> [Directions]:
A) Summarize the Unix assignment text in two sentences.
B) According to the Unix assignment text, what is the default pager?
C) From the Unix assignment text, reproduce the passage between "msgs -q in your" and "the C shell.", inclusive.

> [Text section]:
Part I: Some Useful Unix Commands

Work your way through the material below, answering the questions that are posed there. Place your answers to these questions in a file HW1_WRITEUP and submit it, together with your scripts for Part II below, as assignment HW1. Numbers in parentheses refer to section numbers in Unix for the Impatient. Don't forget to read online manual pages using man, too!

This part of the assignment, doesn't require an extensive amount of hand-in. However, you shouldn't take a minimalist attitude toward it. Try to explore beyond the specific tasks I have given below. If you are already familiar with most of what is covered, treat the assignment as an opportunity to expand your knowledge.

Session Initialization

Here are some things to try having to do with logging in and initializing your working environment:
Changing your password (5.4.4)
If you are a new user, you should change your password right away. This is done with the passwd command. Read about this command and use it.

C Shell initialization files (.login and .cshrc)
The files .login and .cshrc in your home directory are used by the C shell to initialize your working environment. Check whether you have these files using ``ls -a''. (The -a option is required to get ls to list files starting with ``.'', which it normally does not list.) If you are a new user, you won't have these files. Instead, you will automatically be using the system defaults, which are in the files /etc/csh.cshrc /etc/csh.login

NOTE: If you have copied .cshrc or .login files from some other system, I highly recommend that you remove them and start afresh. Many ``problems'' that are reported to me are in fact caused by people blindly copying .cshrc and .login files from another system. The system defaults on the UG lab are set up so that they are reasonable starting points for most users. Do not add anything to your .cshrc or .login file that you do not understand.

When you log in, the C shell executes these files in the following order: first /etc/csh.cshrc, then /etc/csh.login, then .cshrc in your home directory (if it exists), and finally .login in your home directory (if it exists). If the C shell is not running as a ``top-level'' login shell, then it only runs the /etc/csh.cshrc and .cshrc files. Although there is a certain component of taste involved in what you put in .cshrc and what you put in .login, in general you have to put things that are not propagated to subshells as part of the environment in .cshrc. All other stuff should generally go in .login.

Put a line that reads simply:

msgs -q in your .login, so that when you log in you will be informed if there are any new messages to read.

Environment Variables
The operation of many programs is affected by the settings of various environment variables. The current environment is passed by the shell to any command you execute. Many mysterious problems turn out to be explained by improper settings of environment variables. Generally, environment variables are set from your .login file, using the setenv command of the C shell.

The following is an example of commands to set some important environment variables. These commands (or your own customized versions) could be put in your .login file:

setenv PATH .:/bin:/usr/bin:/usr/local/bin:/usr/X11R6/bin setenv EDITOR xemacs setenv PAGER less The extremely important PATH environment variable controls where the shell looks to try to find binary executables for commands you type. The EDITOR variable states which editor you prefer, and is consulted by some programs (such as mailers) that start an editor. If you don't set this, you will probably end up in vi (the default editor) at some point. The PAGER variable determines which program you prefer for paginating output to be viewed on a screen. This is important for the correct operation of the man command. The default pager is more. I prefer less. (See section 3.6).

Other important environment variables are TERM, which tells the official name of the type of terminal you are using, and DISPLAY, which is used by X Windows programs to determine which server (screen) to use as the display device.

> [Given information]:
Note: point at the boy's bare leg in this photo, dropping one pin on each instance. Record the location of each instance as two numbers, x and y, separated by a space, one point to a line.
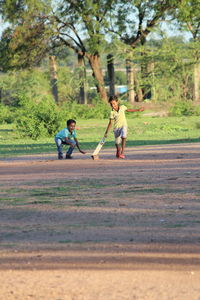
118 150
123 145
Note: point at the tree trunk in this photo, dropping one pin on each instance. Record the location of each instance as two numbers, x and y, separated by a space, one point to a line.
196 92
111 74
130 73
94 61
82 78
54 78
150 73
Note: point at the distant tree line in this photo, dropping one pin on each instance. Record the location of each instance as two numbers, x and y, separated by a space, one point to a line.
118 30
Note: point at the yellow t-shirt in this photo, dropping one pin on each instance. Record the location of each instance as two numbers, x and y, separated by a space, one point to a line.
119 117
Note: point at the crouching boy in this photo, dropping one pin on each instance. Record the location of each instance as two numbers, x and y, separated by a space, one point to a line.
67 136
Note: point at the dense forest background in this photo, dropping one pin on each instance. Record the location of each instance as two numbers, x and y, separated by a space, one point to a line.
61 59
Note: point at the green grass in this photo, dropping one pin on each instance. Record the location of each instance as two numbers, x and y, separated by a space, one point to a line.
142 131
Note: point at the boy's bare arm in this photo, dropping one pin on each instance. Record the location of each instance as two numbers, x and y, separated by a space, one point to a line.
68 142
108 128
133 110
77 144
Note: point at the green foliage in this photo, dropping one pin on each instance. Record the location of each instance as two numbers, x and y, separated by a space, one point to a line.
182 108
97 110
36 120
6 114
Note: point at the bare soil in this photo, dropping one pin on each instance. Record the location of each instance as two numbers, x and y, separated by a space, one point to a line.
108 229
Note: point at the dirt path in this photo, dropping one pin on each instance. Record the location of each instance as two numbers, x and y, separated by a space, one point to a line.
107 229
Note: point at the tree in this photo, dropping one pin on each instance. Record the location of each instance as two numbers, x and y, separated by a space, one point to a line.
189 19
39 26
133 22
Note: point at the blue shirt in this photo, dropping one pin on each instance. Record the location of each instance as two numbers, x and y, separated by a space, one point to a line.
66 133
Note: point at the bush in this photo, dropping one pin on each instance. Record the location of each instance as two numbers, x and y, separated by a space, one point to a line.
182 108
6 114
36 120
96 110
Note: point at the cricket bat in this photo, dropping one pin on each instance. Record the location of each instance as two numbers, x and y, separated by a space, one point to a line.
98 148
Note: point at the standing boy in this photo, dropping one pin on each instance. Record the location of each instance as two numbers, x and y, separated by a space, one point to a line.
67 136
120 124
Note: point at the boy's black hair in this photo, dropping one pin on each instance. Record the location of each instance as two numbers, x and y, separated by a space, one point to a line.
70 121
112 98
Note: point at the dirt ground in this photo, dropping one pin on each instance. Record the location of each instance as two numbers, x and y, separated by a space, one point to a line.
101 230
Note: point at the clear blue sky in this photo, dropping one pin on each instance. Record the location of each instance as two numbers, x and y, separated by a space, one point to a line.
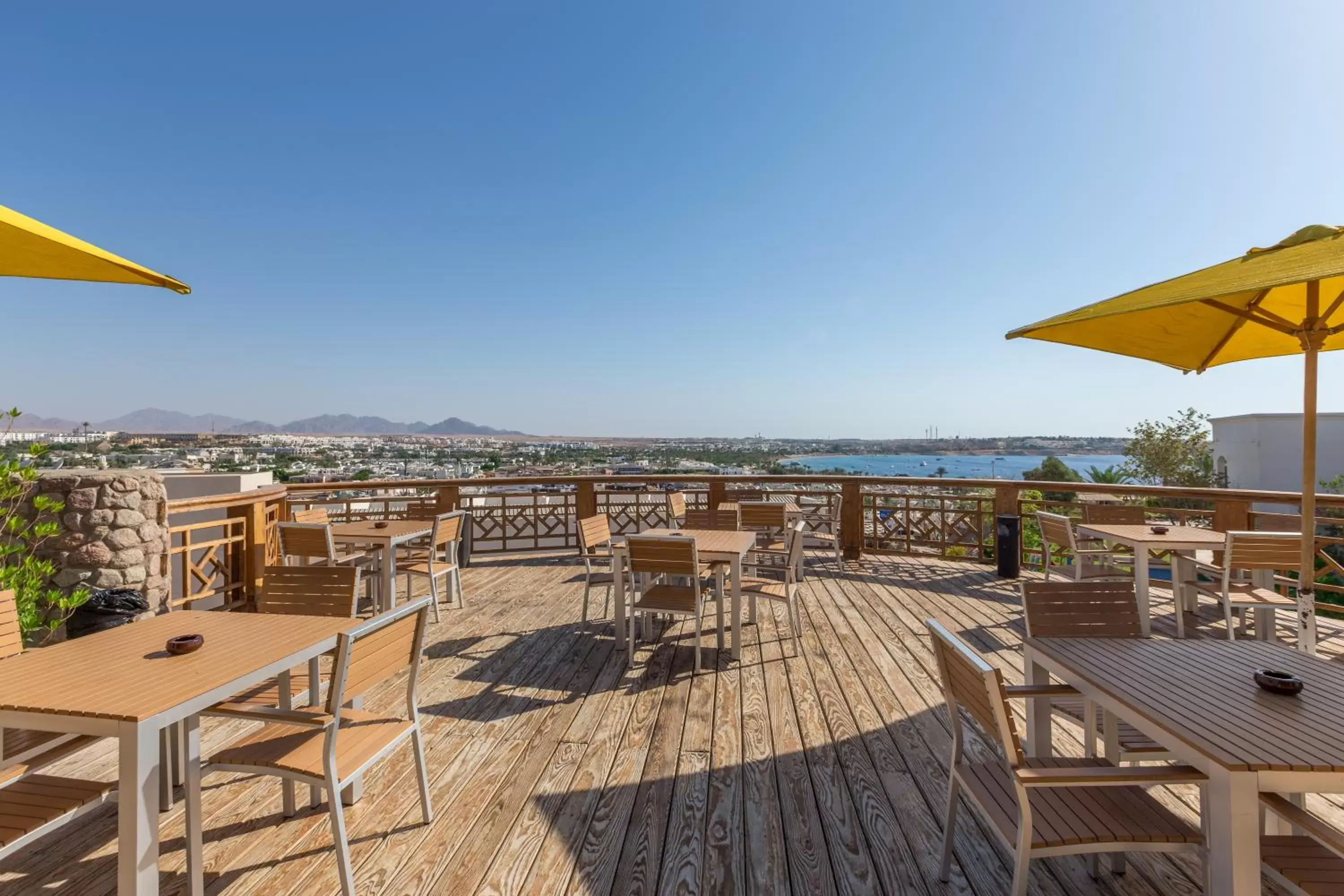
654 220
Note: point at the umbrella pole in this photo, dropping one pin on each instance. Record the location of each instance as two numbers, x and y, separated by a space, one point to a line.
1312 339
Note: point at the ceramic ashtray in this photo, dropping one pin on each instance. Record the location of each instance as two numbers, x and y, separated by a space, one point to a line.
185 644
1277 681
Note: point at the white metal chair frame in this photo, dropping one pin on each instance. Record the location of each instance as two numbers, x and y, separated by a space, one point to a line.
651 594
436 567
785 591
593 554
1258 552
1058 530
1027 775
330 722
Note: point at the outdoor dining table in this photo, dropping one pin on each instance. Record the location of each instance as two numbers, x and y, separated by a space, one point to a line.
1144 540
396 532
714 546
124 684
1199 700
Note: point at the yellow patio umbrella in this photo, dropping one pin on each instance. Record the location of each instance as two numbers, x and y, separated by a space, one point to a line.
1283 300
33 249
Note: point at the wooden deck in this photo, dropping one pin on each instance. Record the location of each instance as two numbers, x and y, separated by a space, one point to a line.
556 770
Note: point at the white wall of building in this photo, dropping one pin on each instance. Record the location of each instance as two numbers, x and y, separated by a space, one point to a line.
1265 450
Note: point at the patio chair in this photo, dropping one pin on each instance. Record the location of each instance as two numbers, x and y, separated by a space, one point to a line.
769 520
34 805
655 562
1088 610
1047 805
1057 531
330 746
830 536
676 509
1305 864
1112 515
785 590
596 552
1237 590
312 544
436 558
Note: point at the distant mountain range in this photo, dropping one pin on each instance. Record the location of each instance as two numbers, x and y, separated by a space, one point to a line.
154 420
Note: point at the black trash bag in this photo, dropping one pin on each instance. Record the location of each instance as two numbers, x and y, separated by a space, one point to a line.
104 610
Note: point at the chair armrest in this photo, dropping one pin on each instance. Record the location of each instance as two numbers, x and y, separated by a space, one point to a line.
1109 777
1041 691
1316 828
300 716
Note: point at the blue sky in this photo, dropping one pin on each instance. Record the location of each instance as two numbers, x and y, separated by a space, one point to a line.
654 220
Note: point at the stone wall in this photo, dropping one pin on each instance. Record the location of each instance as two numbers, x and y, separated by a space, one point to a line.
115 531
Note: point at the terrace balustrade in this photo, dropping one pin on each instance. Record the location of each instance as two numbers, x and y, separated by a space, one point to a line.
225 558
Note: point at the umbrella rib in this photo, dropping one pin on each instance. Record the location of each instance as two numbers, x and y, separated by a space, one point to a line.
1262 318
1232 331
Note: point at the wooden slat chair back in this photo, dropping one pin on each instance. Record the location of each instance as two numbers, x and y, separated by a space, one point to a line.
596 551
310 591
1066 609
311 540
676 509
1113 515
374 656
1057 531
331 746
710 519
1280 551
975 685
662 555
1081 609
436 558
594 532
658 566
34 805
1047 805
1240 591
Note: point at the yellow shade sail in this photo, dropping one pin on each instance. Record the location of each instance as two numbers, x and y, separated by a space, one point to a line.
1249 307
33 249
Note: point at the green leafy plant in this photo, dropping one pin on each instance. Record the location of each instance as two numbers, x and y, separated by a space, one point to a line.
42 607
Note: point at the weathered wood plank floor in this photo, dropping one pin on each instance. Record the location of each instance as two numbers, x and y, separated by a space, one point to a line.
556 770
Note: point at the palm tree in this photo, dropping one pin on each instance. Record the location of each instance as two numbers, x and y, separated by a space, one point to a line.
1111 476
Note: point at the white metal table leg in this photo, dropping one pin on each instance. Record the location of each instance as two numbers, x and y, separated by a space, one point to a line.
1233 833
138 813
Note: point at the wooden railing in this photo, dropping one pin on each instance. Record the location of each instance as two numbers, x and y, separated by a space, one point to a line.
224 556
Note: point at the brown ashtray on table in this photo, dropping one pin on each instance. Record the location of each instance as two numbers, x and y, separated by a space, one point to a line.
185 644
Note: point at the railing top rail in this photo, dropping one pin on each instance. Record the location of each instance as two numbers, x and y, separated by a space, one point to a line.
220 501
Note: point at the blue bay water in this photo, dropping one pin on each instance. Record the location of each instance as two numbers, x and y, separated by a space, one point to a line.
960 466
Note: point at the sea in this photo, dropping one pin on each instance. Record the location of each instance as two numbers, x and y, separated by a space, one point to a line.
960 466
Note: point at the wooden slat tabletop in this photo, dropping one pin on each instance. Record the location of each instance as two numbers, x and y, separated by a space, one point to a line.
394 530
713 540
1203 694
789 505
127 675
1143 534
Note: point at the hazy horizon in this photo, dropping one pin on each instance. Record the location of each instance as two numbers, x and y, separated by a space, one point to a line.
810 222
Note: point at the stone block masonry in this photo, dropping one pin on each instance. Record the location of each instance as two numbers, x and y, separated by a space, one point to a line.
115 531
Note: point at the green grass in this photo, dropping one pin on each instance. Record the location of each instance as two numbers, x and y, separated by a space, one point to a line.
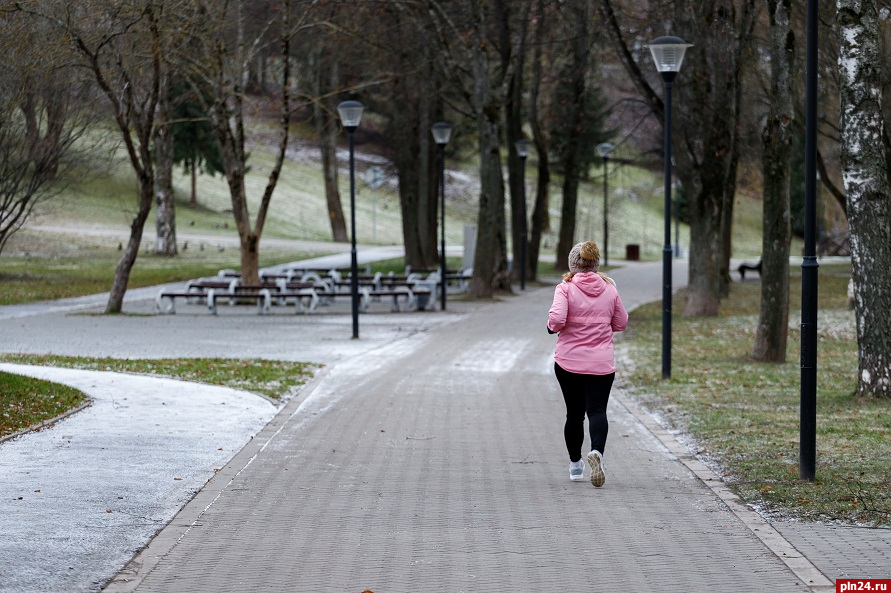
25 402
744 415
42 266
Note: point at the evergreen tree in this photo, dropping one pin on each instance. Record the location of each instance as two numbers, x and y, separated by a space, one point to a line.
196 147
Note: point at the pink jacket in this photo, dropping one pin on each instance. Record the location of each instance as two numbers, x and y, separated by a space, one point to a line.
586 311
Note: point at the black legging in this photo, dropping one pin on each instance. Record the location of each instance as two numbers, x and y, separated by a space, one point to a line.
584 393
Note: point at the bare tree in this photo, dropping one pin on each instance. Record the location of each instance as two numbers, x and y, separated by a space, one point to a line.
865 169
540 214
39 120
709 96
120 43
773 324
470 38
218 65
165 204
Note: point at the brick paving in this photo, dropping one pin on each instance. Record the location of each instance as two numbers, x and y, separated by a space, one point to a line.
443 469
430 457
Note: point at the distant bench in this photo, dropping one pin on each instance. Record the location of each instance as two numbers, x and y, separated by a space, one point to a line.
306 296
753 267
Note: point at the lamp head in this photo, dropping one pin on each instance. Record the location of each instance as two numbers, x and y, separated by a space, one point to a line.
350 114
668 54
605 149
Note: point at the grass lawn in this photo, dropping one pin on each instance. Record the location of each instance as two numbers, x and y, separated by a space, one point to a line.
25 402
57 266
744 415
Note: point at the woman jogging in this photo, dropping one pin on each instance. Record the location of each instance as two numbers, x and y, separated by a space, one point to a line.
586 312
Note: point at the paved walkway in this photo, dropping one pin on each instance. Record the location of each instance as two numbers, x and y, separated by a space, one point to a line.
429 457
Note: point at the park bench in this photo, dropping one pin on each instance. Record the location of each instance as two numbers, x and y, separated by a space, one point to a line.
745 266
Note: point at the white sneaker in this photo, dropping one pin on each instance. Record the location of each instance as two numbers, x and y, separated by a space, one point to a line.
598 476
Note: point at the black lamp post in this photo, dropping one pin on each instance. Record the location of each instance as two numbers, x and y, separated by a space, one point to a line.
442 132
350 115
668 53
604 150
809 266
522 147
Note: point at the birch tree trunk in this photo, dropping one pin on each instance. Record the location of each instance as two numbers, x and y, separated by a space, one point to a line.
866 185
165 207
776 141
540 216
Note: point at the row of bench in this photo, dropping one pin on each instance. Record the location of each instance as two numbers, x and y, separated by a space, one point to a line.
306 294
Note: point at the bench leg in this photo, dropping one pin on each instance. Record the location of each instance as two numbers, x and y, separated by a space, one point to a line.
164 305
211 302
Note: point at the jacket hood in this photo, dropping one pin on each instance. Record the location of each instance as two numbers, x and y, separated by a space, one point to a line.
590 283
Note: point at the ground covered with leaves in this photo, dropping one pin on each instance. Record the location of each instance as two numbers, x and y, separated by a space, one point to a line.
26 402
743 416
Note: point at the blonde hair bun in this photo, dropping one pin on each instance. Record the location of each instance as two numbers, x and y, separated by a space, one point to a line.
589 251
584 257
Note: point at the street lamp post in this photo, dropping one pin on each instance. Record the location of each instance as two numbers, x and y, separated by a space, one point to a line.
350 115
442 132
604 150
668 53
809 266
522 147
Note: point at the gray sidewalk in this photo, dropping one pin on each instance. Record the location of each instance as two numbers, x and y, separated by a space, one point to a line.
430 457
443 469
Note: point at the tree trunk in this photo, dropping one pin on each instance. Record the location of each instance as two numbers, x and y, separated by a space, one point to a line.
327 129
776 141
540 215
490 259
165 206
705 222
866 185
513 132
125 264
490 271
193 167
577 112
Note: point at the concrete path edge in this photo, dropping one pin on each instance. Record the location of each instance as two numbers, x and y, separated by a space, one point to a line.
760 527
145 560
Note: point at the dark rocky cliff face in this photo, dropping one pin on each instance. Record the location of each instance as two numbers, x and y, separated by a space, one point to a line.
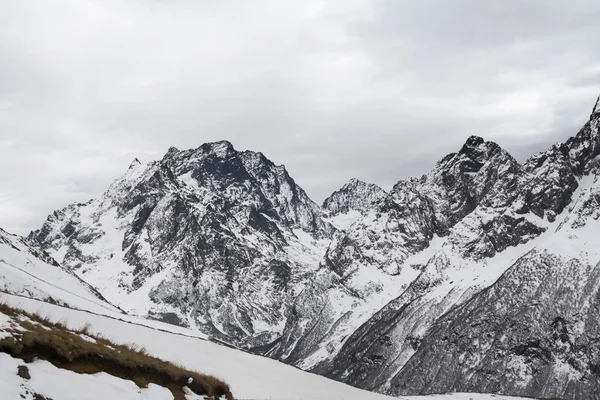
210 238
428 287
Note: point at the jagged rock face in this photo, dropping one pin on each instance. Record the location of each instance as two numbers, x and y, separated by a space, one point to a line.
372 288
534 332
211 237
528 204
355 195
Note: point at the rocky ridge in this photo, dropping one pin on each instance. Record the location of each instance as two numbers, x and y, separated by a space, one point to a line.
362 288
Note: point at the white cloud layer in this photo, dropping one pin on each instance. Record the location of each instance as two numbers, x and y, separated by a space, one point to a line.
372 89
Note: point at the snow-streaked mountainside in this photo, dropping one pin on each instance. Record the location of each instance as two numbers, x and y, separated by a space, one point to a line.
250 376
455 281
28 271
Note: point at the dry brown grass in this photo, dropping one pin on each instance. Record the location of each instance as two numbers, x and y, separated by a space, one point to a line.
67 349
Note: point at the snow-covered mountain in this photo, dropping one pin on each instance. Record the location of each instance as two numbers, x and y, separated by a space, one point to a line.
212 238
250 376
427 288
28 271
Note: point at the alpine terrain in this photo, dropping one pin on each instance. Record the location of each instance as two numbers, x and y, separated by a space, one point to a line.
481 276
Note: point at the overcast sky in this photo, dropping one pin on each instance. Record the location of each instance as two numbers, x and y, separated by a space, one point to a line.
377 90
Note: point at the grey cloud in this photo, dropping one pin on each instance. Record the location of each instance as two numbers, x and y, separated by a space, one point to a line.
378 90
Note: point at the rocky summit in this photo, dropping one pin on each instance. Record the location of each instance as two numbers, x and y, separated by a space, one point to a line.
482 275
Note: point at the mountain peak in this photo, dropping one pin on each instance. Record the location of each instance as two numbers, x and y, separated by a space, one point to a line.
355 195
135 163
220 148
478 144
596 110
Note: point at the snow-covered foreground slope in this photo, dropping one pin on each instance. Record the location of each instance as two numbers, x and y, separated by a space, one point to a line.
27 271
250 376
56 383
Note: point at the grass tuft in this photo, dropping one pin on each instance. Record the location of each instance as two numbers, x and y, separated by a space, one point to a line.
67 349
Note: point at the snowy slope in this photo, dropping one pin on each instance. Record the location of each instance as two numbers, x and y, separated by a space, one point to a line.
27 271
250 376
211 238
226 243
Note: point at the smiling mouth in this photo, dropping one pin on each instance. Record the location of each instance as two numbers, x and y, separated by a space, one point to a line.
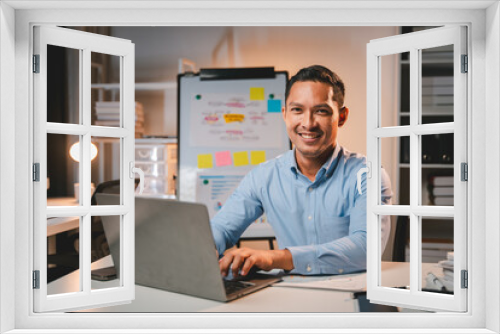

> [The answers]:
A) The first part of the assignment has students explore Unix commands and record their answers in a file HW1_WRITEUP, starting with session initialization tasks such as changing their password with passwd and understanding how the C shell runs the .cshrc and .login files. It also explains that environment variables such as PATH, EDITOR, and PAGER affect how programs behave and are generally set in .login with the setenv command.

B) The default pager is more.

C)
msgs -q in your .login, so that when you log in you will be informed if there are any new messages to read.

Environment Variables
The operation of many programs is affected by the settings of various environment variables. The current environment is passed by the shell to any command you execute. Many mysterious problems turn out to be explained by improper settings of environment variables. Generally, environment variables are set from your .login file, using the setenv command of the C shell.